**INSTRUCTIONS TO FOLLOW:** A verbatim reproduction of the lines below, from the line containing "pine tree, each" through the line containing "of the ground", both ends included, is the whole required output.

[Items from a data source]
%%

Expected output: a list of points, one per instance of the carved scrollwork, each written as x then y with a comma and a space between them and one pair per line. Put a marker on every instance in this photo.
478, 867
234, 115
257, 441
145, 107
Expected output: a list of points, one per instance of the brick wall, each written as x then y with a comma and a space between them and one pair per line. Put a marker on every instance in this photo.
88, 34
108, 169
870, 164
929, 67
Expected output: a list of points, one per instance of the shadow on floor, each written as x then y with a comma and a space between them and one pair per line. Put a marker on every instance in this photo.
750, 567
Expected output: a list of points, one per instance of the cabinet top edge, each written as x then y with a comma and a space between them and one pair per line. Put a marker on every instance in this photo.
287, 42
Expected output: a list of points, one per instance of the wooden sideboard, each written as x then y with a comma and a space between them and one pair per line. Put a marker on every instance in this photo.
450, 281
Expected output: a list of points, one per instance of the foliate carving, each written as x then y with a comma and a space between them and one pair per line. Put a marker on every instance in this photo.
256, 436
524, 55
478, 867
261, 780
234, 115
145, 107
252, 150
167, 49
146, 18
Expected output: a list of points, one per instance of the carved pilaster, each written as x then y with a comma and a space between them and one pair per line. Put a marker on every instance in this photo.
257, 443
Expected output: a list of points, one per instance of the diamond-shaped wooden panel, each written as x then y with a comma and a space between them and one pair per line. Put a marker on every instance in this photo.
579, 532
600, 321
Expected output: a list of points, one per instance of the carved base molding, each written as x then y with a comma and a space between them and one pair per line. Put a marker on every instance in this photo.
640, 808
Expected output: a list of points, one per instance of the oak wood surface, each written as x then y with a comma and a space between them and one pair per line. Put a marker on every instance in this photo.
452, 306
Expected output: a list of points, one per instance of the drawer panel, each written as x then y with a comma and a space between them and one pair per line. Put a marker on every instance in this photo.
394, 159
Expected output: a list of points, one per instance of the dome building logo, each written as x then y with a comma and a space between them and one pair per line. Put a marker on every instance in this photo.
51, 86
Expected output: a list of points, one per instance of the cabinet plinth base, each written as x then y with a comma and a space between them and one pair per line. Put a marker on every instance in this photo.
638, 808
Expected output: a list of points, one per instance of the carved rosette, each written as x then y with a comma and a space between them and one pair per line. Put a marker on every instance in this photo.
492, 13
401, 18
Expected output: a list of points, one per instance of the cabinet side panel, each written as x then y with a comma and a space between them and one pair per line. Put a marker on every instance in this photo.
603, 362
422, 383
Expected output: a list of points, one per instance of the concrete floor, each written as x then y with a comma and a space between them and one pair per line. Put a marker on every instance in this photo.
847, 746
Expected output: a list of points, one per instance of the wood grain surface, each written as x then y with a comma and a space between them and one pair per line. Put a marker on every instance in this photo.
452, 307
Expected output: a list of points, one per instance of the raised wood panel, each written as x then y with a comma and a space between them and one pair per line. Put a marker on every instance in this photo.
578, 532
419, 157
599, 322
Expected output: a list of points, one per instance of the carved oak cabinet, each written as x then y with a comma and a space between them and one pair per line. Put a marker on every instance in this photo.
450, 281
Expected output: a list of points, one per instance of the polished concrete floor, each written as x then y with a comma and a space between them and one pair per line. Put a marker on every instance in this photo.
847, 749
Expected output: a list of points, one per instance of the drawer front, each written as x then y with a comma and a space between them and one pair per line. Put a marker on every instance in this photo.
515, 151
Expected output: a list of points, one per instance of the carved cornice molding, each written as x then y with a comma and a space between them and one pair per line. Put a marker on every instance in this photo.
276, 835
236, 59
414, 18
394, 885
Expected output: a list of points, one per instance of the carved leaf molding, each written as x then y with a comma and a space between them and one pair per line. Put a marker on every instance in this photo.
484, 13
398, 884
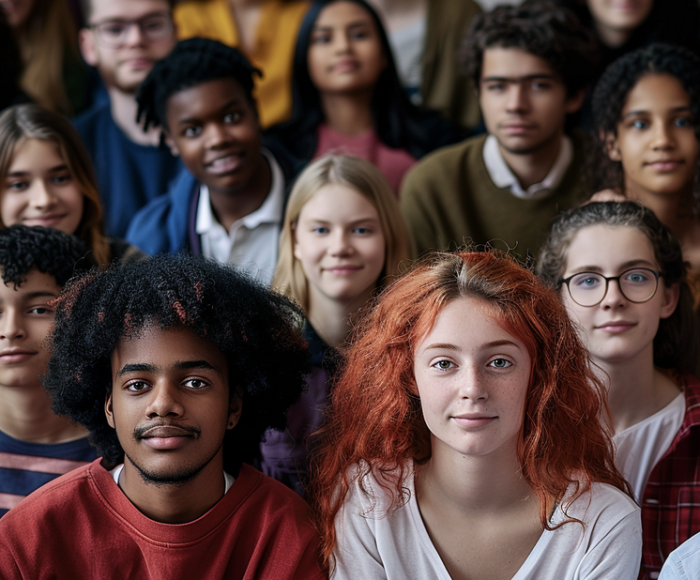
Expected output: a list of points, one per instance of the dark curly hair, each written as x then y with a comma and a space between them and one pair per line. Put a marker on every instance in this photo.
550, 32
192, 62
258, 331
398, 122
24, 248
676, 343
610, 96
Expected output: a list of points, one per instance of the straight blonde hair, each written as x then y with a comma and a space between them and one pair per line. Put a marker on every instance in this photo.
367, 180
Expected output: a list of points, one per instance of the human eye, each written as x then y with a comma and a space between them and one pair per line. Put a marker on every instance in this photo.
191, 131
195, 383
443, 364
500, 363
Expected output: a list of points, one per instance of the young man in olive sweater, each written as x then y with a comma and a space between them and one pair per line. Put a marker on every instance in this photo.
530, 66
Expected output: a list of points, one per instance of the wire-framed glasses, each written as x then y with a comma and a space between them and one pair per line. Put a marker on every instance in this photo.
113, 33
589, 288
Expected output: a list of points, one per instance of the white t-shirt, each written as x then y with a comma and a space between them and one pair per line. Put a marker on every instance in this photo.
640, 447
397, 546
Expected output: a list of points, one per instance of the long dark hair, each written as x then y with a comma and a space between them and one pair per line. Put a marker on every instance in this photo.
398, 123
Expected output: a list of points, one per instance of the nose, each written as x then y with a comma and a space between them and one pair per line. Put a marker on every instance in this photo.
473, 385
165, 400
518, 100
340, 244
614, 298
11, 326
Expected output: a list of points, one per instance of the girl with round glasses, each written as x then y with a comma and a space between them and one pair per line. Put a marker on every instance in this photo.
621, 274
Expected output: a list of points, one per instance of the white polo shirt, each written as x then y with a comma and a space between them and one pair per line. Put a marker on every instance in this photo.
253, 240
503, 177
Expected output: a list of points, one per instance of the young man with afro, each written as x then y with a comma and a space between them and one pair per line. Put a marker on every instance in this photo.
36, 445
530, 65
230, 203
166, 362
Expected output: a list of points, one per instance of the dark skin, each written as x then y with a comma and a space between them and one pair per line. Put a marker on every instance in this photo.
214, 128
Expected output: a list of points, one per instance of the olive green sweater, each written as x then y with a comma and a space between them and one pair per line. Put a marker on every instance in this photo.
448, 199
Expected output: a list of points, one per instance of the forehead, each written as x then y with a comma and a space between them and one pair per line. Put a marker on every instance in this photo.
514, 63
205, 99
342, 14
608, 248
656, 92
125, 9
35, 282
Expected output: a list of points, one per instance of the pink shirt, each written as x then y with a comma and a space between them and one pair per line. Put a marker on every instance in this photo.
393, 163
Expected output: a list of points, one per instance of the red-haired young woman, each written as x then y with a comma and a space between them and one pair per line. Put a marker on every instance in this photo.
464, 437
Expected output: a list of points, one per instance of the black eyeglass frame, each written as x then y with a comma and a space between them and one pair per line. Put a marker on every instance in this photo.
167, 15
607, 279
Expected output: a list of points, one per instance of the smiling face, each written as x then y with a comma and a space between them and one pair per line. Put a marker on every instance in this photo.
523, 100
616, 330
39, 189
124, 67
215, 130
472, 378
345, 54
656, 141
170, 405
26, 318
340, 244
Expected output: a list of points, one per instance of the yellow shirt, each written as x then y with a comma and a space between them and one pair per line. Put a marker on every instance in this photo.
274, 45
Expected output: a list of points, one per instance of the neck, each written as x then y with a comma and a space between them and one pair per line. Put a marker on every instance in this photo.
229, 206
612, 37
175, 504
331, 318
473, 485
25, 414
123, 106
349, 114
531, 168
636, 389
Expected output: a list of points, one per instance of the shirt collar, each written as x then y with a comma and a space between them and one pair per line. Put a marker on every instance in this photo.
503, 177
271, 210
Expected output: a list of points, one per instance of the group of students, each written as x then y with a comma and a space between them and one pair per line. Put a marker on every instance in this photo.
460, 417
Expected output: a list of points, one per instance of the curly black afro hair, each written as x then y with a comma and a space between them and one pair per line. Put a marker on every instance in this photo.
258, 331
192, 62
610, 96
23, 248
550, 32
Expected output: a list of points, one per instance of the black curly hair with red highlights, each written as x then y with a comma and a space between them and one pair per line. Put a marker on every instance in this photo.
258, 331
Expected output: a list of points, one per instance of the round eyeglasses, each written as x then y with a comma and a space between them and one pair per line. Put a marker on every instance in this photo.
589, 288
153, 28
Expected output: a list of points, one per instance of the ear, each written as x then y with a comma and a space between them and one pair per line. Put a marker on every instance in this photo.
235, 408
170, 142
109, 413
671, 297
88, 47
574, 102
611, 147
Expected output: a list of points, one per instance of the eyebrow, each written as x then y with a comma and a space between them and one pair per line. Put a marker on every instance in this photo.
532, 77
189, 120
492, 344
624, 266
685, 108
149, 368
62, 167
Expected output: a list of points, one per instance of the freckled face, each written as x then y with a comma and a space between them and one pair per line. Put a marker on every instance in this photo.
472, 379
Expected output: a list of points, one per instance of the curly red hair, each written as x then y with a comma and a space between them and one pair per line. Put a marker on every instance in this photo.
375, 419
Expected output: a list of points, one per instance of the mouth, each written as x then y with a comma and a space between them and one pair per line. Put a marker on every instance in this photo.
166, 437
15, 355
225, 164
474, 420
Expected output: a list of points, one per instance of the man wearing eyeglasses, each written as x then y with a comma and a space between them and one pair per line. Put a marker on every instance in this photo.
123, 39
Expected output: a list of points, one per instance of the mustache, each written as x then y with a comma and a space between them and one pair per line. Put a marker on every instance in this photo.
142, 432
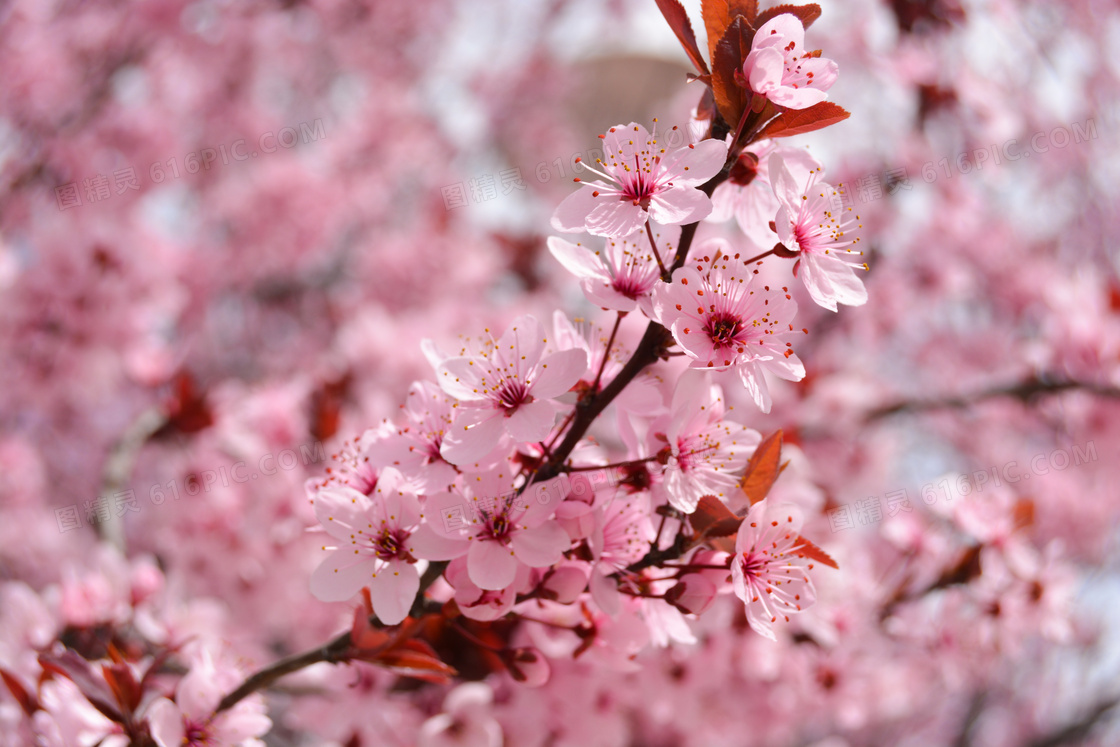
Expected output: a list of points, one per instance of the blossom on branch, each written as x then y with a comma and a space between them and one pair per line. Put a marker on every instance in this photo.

%%
%%

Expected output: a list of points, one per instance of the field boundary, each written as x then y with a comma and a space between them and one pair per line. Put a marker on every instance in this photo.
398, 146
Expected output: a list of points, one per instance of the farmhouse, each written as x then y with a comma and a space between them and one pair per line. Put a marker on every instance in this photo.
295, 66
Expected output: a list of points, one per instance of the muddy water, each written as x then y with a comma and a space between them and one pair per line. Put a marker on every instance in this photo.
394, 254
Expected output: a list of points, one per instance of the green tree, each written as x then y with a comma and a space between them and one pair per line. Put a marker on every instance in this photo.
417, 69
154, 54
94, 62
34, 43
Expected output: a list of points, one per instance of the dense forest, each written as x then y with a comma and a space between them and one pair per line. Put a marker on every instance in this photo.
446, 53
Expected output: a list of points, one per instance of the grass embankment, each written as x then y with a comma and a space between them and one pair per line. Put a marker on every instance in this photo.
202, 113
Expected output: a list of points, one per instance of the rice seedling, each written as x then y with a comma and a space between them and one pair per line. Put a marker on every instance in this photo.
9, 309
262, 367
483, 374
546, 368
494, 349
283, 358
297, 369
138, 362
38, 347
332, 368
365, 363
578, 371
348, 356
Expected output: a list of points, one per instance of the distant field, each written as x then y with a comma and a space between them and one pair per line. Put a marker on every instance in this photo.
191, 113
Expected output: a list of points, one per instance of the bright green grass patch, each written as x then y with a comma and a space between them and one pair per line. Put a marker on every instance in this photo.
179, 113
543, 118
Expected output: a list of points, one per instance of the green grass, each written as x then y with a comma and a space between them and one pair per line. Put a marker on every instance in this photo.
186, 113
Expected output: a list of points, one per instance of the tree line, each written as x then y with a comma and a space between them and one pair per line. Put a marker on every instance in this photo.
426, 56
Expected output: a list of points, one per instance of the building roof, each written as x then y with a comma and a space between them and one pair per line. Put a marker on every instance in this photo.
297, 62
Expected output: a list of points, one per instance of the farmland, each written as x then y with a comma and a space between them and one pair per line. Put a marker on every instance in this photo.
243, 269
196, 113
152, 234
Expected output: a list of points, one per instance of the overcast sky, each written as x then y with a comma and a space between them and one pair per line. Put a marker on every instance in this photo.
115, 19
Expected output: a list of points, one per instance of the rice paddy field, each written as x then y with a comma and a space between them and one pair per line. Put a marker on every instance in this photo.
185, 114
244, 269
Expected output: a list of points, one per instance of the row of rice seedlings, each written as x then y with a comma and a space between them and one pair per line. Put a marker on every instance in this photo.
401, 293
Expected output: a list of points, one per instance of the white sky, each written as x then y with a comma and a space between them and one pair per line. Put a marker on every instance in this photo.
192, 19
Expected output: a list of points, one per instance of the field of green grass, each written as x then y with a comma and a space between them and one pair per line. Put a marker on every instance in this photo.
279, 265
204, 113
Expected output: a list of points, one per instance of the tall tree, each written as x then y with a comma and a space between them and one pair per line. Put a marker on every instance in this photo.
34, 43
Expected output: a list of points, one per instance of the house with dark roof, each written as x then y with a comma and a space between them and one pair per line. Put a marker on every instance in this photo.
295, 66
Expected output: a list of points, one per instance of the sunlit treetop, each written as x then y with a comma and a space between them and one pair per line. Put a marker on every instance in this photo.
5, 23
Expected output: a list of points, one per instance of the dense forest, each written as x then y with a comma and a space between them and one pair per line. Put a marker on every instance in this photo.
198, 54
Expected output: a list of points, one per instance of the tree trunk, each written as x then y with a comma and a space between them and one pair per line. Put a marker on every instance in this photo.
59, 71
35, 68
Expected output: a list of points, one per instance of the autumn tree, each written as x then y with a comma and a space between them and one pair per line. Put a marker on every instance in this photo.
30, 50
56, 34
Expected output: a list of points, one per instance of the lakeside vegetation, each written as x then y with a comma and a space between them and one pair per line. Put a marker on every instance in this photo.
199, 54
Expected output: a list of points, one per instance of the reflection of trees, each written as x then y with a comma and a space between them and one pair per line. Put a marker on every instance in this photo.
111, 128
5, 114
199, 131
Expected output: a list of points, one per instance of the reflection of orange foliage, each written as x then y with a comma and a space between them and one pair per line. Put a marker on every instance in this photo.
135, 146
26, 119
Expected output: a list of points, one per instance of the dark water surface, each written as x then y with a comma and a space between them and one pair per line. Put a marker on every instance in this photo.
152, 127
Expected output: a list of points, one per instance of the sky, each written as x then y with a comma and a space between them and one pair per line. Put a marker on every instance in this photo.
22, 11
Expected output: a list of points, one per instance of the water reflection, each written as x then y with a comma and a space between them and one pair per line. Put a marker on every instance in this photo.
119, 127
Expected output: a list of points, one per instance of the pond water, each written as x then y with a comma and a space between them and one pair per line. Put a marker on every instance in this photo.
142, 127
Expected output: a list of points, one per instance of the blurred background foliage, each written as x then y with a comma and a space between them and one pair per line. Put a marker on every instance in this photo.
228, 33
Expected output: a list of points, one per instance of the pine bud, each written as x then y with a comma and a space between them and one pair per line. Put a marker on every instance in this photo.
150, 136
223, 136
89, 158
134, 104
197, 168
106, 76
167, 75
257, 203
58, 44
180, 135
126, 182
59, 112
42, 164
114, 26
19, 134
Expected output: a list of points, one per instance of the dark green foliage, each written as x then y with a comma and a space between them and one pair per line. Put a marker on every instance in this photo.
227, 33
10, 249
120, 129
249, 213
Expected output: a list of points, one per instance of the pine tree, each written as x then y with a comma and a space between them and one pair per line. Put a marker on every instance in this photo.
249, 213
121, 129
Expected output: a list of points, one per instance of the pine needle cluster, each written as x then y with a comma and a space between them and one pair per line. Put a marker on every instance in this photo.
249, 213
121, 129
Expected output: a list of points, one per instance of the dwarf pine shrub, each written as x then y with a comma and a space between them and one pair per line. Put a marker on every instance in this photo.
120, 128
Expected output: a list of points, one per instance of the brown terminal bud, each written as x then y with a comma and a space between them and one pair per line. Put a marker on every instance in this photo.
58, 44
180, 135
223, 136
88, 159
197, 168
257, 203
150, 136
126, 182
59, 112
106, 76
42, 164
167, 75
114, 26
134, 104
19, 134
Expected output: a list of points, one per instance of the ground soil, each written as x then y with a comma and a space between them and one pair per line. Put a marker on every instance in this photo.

%%
%%

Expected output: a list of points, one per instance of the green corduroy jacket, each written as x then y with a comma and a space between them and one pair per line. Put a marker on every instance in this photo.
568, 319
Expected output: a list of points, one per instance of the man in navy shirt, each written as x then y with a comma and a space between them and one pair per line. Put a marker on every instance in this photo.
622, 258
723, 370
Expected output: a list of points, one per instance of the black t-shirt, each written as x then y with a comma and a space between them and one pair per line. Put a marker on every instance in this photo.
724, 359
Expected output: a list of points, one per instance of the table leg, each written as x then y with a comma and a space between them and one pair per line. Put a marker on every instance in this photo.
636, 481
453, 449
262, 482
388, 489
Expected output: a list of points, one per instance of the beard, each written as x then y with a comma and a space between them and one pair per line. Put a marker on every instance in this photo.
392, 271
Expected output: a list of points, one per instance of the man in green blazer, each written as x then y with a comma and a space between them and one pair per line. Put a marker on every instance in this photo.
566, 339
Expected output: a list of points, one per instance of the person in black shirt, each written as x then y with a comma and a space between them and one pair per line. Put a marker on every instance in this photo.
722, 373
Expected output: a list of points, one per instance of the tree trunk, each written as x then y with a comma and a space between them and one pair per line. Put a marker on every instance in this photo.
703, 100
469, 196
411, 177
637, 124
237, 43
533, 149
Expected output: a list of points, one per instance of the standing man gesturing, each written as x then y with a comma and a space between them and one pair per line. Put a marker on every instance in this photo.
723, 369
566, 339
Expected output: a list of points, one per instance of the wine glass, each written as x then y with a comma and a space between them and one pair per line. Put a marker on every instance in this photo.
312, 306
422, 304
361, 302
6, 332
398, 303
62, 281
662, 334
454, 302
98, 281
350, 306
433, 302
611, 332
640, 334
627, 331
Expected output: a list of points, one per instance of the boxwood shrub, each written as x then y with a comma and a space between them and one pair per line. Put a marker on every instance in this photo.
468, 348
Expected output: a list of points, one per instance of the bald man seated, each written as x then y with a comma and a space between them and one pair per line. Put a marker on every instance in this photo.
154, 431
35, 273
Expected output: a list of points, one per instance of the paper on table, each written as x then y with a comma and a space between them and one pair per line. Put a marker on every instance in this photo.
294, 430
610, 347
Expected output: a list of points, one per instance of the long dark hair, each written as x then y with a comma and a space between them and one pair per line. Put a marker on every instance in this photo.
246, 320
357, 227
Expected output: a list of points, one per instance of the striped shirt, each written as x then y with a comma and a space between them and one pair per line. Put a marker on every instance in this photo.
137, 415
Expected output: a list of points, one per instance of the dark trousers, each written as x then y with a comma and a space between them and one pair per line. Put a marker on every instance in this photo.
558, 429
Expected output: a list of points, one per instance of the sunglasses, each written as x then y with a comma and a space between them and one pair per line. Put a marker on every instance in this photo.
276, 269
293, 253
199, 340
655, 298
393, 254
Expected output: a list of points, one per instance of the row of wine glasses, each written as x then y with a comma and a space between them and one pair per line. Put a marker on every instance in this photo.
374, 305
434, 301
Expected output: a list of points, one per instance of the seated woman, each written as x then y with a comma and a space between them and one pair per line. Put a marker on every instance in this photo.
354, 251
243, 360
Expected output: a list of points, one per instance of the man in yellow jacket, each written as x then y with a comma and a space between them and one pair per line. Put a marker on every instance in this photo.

%%

**ANSWER SPACE:**
Expected output: a list of points, one per instance of the pine tree, each written as x then y with a comma and a space between them and one pair per line. Put a marker on every instance in this photo.
249, 213
121, 129
Expected output: a list of points, one per instance of the pine needle cluster, each written as x then y with a comma and a space between them and one pair per line. Put a marker on every instance in this photo.
249, 213
121, 129
Expected output: a list of points, one per instance of the dwarf pine shrub, each written as x then y with a comma and a space between them and one pair per line. Put a marker on every instance in this photo.
120, 128
Expected output: a list of points, one per instance of the brown terminal bud, each written as x then y with a comma and a space between them and one pair per line. Put a marker on every instance in this photo.
58, 44
180, 135
223, 136
88, 159
197, 168
257, 203
150, 136
126, 182
59, 112
106, 76
42, 164
167, 75
114, 26
134, 104
19, 134
Expected output: a list of points, one per instance of the ground soil, each written as x then y with a comma and a space between them and one pair per line. Put a marker on every instance in this photo.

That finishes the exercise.